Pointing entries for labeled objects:
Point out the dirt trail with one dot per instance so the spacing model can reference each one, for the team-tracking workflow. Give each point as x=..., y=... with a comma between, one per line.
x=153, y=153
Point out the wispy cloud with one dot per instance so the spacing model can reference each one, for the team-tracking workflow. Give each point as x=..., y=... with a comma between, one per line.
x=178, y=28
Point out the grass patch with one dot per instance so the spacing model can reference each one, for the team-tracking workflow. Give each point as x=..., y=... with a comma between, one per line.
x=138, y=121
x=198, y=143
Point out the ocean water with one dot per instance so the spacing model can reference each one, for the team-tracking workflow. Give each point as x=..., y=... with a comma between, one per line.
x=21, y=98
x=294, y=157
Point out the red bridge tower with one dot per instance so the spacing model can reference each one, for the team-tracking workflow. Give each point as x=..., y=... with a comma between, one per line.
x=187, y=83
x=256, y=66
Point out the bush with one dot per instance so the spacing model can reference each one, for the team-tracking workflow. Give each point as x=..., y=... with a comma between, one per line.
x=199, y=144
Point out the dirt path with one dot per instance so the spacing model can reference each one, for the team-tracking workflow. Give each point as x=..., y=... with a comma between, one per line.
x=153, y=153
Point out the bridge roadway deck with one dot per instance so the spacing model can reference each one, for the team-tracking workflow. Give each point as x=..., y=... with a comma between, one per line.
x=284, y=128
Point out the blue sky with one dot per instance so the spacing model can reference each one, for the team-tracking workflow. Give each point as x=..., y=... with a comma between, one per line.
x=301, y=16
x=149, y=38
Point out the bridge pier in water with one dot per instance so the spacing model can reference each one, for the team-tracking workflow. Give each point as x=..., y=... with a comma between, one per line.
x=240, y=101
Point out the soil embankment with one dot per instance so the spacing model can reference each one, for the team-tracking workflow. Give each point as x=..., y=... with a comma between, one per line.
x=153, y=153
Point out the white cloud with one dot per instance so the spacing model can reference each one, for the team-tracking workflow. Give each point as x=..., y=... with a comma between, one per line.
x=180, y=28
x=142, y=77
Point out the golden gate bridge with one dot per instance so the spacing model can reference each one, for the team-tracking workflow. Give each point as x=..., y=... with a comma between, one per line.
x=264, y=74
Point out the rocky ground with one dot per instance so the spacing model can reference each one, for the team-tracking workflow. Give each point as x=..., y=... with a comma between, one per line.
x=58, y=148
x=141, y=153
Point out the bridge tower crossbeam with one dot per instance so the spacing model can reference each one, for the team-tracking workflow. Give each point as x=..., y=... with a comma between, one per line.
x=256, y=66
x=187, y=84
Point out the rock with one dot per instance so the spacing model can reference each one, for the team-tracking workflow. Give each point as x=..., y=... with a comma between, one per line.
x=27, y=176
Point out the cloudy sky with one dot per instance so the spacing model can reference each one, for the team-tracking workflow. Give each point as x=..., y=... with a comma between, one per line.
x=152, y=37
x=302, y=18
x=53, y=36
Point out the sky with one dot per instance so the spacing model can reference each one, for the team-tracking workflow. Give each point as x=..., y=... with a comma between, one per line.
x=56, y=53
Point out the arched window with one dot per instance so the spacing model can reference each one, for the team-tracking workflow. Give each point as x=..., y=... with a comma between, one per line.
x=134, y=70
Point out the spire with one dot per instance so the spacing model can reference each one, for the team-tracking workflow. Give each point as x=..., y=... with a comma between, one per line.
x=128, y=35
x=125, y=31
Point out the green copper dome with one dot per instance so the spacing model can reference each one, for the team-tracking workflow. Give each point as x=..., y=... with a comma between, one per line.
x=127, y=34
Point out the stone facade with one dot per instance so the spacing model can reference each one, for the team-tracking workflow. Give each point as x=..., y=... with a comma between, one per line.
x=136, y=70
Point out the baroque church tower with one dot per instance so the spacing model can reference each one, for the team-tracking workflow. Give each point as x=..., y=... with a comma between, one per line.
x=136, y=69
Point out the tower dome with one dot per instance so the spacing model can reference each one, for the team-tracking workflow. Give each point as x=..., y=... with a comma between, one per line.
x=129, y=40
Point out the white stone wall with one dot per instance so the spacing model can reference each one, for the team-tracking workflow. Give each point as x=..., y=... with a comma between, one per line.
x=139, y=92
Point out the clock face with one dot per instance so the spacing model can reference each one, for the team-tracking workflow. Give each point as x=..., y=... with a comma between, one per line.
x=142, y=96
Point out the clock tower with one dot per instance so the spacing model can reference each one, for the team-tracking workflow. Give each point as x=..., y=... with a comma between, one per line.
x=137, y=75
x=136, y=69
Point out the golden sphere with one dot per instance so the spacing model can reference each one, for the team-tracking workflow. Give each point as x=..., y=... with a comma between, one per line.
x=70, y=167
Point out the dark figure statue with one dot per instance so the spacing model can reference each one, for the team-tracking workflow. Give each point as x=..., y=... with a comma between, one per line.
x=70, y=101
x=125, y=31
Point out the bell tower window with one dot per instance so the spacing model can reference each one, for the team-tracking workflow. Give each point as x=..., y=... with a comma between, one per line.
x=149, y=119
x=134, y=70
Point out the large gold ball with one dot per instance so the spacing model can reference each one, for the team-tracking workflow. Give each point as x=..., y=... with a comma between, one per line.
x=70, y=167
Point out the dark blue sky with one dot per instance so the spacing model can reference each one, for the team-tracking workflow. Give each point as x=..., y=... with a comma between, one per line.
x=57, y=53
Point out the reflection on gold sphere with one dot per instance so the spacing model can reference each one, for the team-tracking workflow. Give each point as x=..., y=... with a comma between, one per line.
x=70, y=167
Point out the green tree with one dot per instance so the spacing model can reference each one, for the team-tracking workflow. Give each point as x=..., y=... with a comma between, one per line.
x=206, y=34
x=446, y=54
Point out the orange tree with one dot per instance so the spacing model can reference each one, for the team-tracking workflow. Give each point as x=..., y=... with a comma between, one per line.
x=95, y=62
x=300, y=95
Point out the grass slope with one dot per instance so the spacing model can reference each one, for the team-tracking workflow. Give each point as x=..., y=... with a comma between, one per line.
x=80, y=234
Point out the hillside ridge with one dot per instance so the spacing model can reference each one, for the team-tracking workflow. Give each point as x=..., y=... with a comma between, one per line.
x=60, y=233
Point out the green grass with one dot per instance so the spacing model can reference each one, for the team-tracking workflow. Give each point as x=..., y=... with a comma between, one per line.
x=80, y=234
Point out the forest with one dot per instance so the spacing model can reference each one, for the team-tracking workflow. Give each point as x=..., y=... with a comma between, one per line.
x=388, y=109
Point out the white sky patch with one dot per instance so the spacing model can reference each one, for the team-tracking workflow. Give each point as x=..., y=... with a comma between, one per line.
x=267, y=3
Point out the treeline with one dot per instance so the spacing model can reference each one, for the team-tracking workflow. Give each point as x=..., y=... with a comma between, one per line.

_Exercise task_
Reproduce only the lines of the listing from the line containing "Point out the ocean" up to and including the line containing "x=149, y=38", requests included, and shift every coordinate in the answers by -10.

_Answer to this problem_
Point out the ocean water with one dot per instance so the spacing model can reference each one, for the team-tracking workflow. Give each point as x=..., y=... with a comma between, one per line.
x=11, y=88
x=284, y=147
Point out the red bridge tower with one dot per instance so the spacing model can reference each one, for the team-tracking workflow. Give each point as x=..., y=... with a comma between, one per line.
x=177, y=73
x=246, y=56
Point out the bush with one dot per instance so the spacing model can reference each one, for the team-tracking workflow. Give each point as x=..., y=... with a comma between, one per line.
x=189, y=134
Point out the dirt path with one dot per instance so the spacing model can reference each one, for the team-tracking workflow. Give each point as x=..., y=... with a comma between, one per line.
x=143, y=143
Point out the bridge roadway deck with one dot per instance so the spacing model can reference each one, for the team-tracking workflow. Give each point as x=..., y=... with a comma between, one per line.
x=274, y=118
Point out the blue sky with one dot per instance so the spacing model can reference each one, for the team-tracking workflow. Give each point as x=..., y=... with a comma between, one per line.
x=291, y=6
x=139, y=28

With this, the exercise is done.